- _Required work_
Could you please retype all of the records exactly, skipping any pictures?

- _Input data_
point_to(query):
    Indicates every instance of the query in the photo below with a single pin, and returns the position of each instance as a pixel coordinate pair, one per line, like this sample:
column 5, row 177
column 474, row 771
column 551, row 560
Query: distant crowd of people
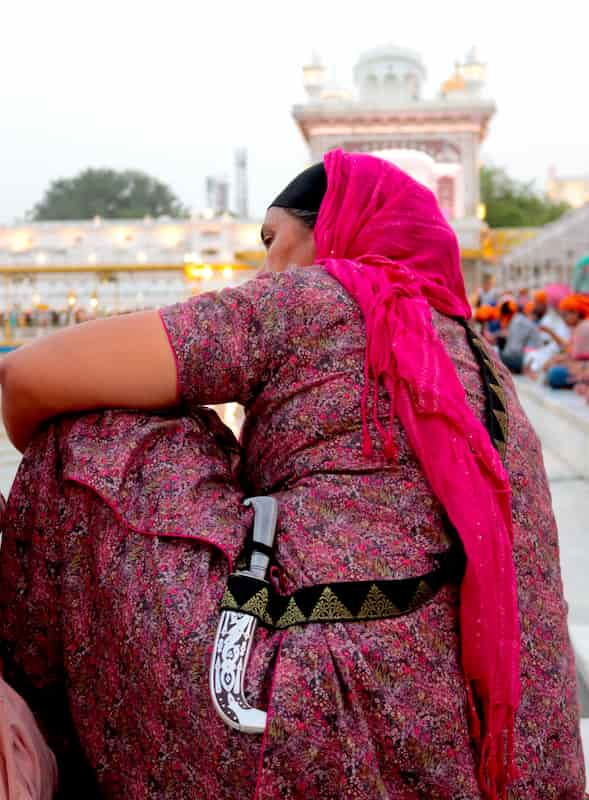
column 543, row 334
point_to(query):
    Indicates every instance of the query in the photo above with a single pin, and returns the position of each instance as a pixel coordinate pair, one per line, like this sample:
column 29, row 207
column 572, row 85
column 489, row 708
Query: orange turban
column 576, row 302
column 486, row 313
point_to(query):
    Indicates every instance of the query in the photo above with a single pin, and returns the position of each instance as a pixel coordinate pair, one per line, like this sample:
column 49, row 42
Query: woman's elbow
column 21, row 408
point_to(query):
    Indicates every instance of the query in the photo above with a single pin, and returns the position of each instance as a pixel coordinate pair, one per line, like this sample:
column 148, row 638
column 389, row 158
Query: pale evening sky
column 173, row 87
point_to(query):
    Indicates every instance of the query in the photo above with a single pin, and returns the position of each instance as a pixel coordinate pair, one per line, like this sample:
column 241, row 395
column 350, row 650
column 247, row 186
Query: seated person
column 521, row 334
column 571, row 367
column 555, row 332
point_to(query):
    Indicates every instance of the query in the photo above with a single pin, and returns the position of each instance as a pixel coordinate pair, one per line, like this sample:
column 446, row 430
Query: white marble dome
column 389, row 75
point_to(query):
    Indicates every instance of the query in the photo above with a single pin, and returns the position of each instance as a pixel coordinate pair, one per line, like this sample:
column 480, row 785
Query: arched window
column 412, row 86
column 446, row 196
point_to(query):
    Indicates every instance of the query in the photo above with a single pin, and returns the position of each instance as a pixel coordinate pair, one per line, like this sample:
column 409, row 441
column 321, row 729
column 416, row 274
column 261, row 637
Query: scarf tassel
column 496, row 768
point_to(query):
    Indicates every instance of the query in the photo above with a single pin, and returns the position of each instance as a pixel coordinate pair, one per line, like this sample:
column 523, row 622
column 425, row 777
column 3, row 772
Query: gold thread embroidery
column 258, row 604
column 377, row 605
column 328, row 607
column 228, row 600
column 292, row 615
column 422, row 594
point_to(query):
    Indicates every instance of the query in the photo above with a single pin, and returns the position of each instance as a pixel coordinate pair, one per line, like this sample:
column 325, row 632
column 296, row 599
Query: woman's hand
column 123, row 362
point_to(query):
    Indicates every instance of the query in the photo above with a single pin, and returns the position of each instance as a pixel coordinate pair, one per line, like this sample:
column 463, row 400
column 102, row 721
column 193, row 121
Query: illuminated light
column 192, row 271
column 21, row 241
column 171, row 237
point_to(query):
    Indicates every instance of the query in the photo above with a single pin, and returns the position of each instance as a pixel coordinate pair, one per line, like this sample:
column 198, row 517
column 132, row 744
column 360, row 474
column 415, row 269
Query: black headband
column 306, row 191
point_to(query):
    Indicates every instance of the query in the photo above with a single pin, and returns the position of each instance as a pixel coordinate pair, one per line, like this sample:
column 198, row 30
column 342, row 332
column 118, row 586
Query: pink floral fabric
column 119, row 534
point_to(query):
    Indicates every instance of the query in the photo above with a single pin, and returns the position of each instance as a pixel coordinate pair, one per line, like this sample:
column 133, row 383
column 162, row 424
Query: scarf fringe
column 496, row 767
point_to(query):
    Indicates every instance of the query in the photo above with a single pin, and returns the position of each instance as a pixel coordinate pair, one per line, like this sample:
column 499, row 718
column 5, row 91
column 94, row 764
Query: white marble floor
column 570, row 498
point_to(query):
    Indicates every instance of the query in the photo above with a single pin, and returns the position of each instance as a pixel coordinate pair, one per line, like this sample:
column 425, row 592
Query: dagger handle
column 265, row 517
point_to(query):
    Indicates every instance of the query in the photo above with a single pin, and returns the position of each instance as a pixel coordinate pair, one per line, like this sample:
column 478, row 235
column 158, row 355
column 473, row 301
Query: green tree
column 515, row 204
column 107, row 193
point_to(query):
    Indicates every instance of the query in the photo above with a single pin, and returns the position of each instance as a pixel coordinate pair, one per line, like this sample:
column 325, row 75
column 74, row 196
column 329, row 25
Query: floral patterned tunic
column 122, row 527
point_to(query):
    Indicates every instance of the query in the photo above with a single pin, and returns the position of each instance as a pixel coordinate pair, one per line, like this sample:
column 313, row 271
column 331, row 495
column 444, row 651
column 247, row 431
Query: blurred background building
column 571, row 189
column 435, row 139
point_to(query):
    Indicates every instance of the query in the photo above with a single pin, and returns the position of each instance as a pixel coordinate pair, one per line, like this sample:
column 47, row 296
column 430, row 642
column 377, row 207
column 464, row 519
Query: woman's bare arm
column 123, row 362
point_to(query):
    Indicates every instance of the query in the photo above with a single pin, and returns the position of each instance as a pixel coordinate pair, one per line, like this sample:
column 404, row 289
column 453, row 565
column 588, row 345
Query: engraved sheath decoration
column 236, row 630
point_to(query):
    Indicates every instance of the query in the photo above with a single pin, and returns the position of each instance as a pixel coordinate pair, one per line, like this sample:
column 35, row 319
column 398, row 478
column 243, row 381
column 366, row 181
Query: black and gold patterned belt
column 345, row 601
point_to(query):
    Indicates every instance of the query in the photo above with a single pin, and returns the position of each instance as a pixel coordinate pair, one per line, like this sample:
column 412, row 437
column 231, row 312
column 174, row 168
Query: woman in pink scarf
column 365, row 411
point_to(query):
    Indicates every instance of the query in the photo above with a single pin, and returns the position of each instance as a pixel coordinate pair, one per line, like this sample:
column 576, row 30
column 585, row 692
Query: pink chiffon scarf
column 383, row 237
column 27, row 766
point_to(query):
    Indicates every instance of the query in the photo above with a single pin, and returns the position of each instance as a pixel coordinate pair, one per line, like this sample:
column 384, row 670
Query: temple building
column 436, row 140
column 110, row 266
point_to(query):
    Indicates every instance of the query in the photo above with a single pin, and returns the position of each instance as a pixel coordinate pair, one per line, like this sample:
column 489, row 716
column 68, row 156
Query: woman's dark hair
column 308, row 218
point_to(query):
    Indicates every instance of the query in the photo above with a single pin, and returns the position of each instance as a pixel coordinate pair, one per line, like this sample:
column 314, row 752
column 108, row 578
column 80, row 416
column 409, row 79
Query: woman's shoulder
column 298, row 287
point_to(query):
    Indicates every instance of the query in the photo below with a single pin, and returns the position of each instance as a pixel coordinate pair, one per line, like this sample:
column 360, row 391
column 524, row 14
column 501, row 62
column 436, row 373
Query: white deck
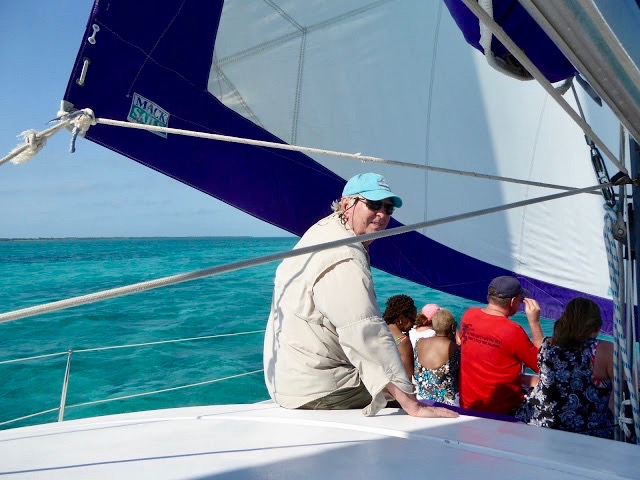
column 264, row 441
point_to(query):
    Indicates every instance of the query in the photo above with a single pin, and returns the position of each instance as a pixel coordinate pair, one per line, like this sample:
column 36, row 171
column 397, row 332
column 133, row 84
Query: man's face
column 368, row 216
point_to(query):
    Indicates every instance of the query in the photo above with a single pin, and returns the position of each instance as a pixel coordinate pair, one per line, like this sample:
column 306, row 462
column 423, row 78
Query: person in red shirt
column 493, row 348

- _Exercise output_
point_to(query):
    Indicates every instance of the query in the photo below with a single pin, and returns the position of each instance as a pixel coordinate pair, one per line, like this sample:
column 5, row 177
column 474, row 771
column 551, row 560
Query: distant crowd of people
column 543, row 334
point_to(query):
    Indicates every instance of the query in the photo above with a single pin, and returns the position of each instance as a pixel coordinate pair, one per line, like this sample:
column 29, row 207
column 572, row 85
column 489, row 708
Query: orange turban
column 576, row 302
column 486, row 313
point_to(query):
    Indicates every instance of the query in the photo above with a single pin, and returns the position of each instance as a pixel coordinate pair, one per line, like this sample:
column 49, row 42
Query: woman's elbow
column 21, row 408
point_to(query):
    Indicates every instance of the query in the photo above with a single pin, and returns the position of each instance as a pixel coordinate pair, one per line, like this sample:
column 148, row 638
column 389, row 158
Query: pale evening sky
column 173, row 87
point_to(query):
    Indicates every instance of the query in the photo above with a single pin, and returns the position of each instance as a pixel coordinate pair, one per line, like this sample:
column 241, row 395
column 350, row 650
column 247, row 186
Query: seated person
column 521, row 334
column 571, row 367
column 555, row 332
point_to(query):
    Indicates every instance of the query in the photo above with a single pin, and returns the position of each instance as a pixel coordinate pair, one per line, like this sample:
column 446, row 430
Query: white marble dome
column 389, row 75
point_to(query):
    Indicates every instance of the query in the photo above with a single pin, and returns the position of each instance as a pixel coordinate pair, one per line, like this sample:
column 480, row 785
Query: arched window
column 412, row 86
column 446, row 196
point_to(query):
    Indicates every instance of the query in the photo above with a single pin, and returns the position of each instance as a pixel coordinate pair, one per line, like this sample:
column 409, row 441
column 321, row 729
column 416, row 274
column 261, row 637
Query: scarf tassel
column 496, row 768
point_to(query):
    Indicates every instance of the query in the photo above with a single pin, and returns the position of each instance as a pixel coordinate pair, one per line, like this sample:
column 523, row 622
column 425, row 777
column 3, row 772
Query: gold thread embroidery
column 258, row 604
column 377, row 605
column 328, row 607
column 228, row 600
column 292, row 615
column 422, row 594
point_to(query):
    Indicates every instance of the query in the photo above with a single pin, and returns the position of each instance as a pixel coordinate pair, one per line, like this sample:
column 325, row 632
column 296, row 599
Query: woman's hand
column 123, row 362
point_to(query):
    Indicates every instance of the query in the photo above with a single pin, and returns the position of each instance as a pixel coordinate pair, one per line, like this sample:
column 463, row 400
column 102, row 721
column 193, row 121
Query: illuminated light
column 192, row 271
column 21, row 241
column 171, row 237
point_to(query):
    Indicates every instance of the query in the photo above with a single pin, and returns the position of each instance as a pixel coordinate pair, one per line, like this sample:
column 198, row 517
column 132, row 744
column 360, row 474
column 415, row 269
Query: black headband
column 306, row 191
point_to(query):
    Indicates every instance of the query in the photo above with a single pin, and returns the position of each instance as a pixel coordinate pair, one per line, like this sample:
column 198, row 30
column 342, row 332
column 118, row 586
Query: pink floral fabric
column 119, row 534
point_to(query):
    Indicates every instance of the query in the photo above with a single pin, and returns the position of each instance as a pixel coordinate pair, one per line, like this sample:
column 133, row 383
column 162, row 424
Query: scarf fringe
column 496, row 767
point_to(query):
    Indicates every instance of the query in the photo above with a single pin, and returns the position of each instance as a pixel coordinate pair, one per line, like this sample:
column 499, row 718
column 5, row 91
column 94, row 764
Query: white marble floor
column 570, row 498
point_to(query):
    Indicates every instance of the query in the photo above with a single pin, and returns the position of each instance as a pixel coordinate pair, one per line, like this sample:
column 425, row 592
Query: dagger handle
column 265, row 517
point_to(query):
    Indicates every instance of the query in the photo above with a single pin, and returns the position of each instance as a pixel coordinate pair, one per line, like this sample:
column 478, row 235
column 158, row 355
column 473, row 301
Query: green tree
column 515, row 204
column 107, row 193
point_to(query):
    Indicates every instance of the query in the photo above with a single pin, and returns the position of each instance as a pixel coordinate pair, one per line, like this sample:
column 325, row 75
column 74, row 196
column 329, row 25
Query: floral patterned tunic
column 122, row 527
point_to(query):
    Indicates every instance of the query in the photo above with a single pin, and returns the position of each instance as a pixel coordinate pair, one per line, like this sample:
column 313, row 271
column 331, row 495
column 444, row 651
column 247, row 431
Query: blurred background building
column 571, row 189
column 435, row 139
point_to(query):
    Indicates every instance of the query in the photo above with a single pin, and returns the position of each instance as a pixel coordinate pair, one per line, like this sample:
column 47, row 296
column 430, row 642
column 377, row 207
column 464, row 519
Query: woman's bare arm
column 123, row 362
point_to(query):
    Indicates every instance of the query in the photo above with a single pin, and returns the position of each instance as a pixel coordinate pair, one per line, like this sample:
column 404, row 289
column 453, row 565
column 588, row 345
Query: engraved sheath decoration
column 236, row 630
point_to(query):
    Indicates every instance of the query in the photo above with a single pin, and returns the position of each instance as a pixel coordinate pair, one per line, like this sample:
column 35, row 319
column 398, row 478
column 243, row 381
column 366, row 181
Query: black and gold patterned belt
column 345, row 601
point_to(query):
    Indicates every instance of the query in the photo above with a single pin, and returns the position of each instance as a pixel coordinate pair, one per line, like this sample:
column 412, row 437
column 231, row 312
column 174, row 168
Query: woman in pink scarf
column 365, row 411
point_to(query):
    Indicates every instance of the query in the photo above with a single pin, and returns the position of each instance as a pixel coordinate pair, one per line, like this sample:
column 576, row 30
column 585, row 692
Query: pink chiffon scarf
column 383, row 237
column 27, row 766
point_to(query):
    Indicates every instance of the query in the photo above with a single pin, and returns the position of each instance as a pixel coordinate pair, one per line, like this sample:
column 384, row 670
Query: temple building
column 436, row 140
column 110, row 266
point_to(query):
    Indicates every instance of the query in the photo above with a single pin, and returns the position of each instance as a pixel coordinate pair, one per line, like this sample:
column 489, row 716
column 68, row 156
Query: woman's dark hair
column 308, row 218
point_to(query):
    Indicates every instance of the query in the photo above with a single pin, and returns the position of each instance as a pixel coordinate pair, one per line, like this sample:
column 314, row 752
column 108, row 578
column 80, row 416
column 409, row 79
Query: woman's shoulder
column 298, row 287
point_to(query):
    Indicates every instance of the query in the photo below with a single pin, and returns the position of each instance as a pixel coordinate pair, one per line, like this sample:
column 360, row 391
column 524, row 14
column 501, row 62
column 436, row 373
Query: white deck
column 264, row 441
point_to(query):
    Indicates every instance of the query in the photo above with a single pin, and returns the position of each instance as a pixel coordinate pair, one per line, like this sample:
column 36, row 171
column 397, row 332
column 133, row 84
Query: man's face
column 368, row 216
point_to(query):
    Indicates every instance of the query in the photo above with a single pin, and returns the position of each instance as a pixel coordinate pair, one per line, like this sample:
column 306, row 462
column 423, row 78
Query: person in red shirt
column 493, row 348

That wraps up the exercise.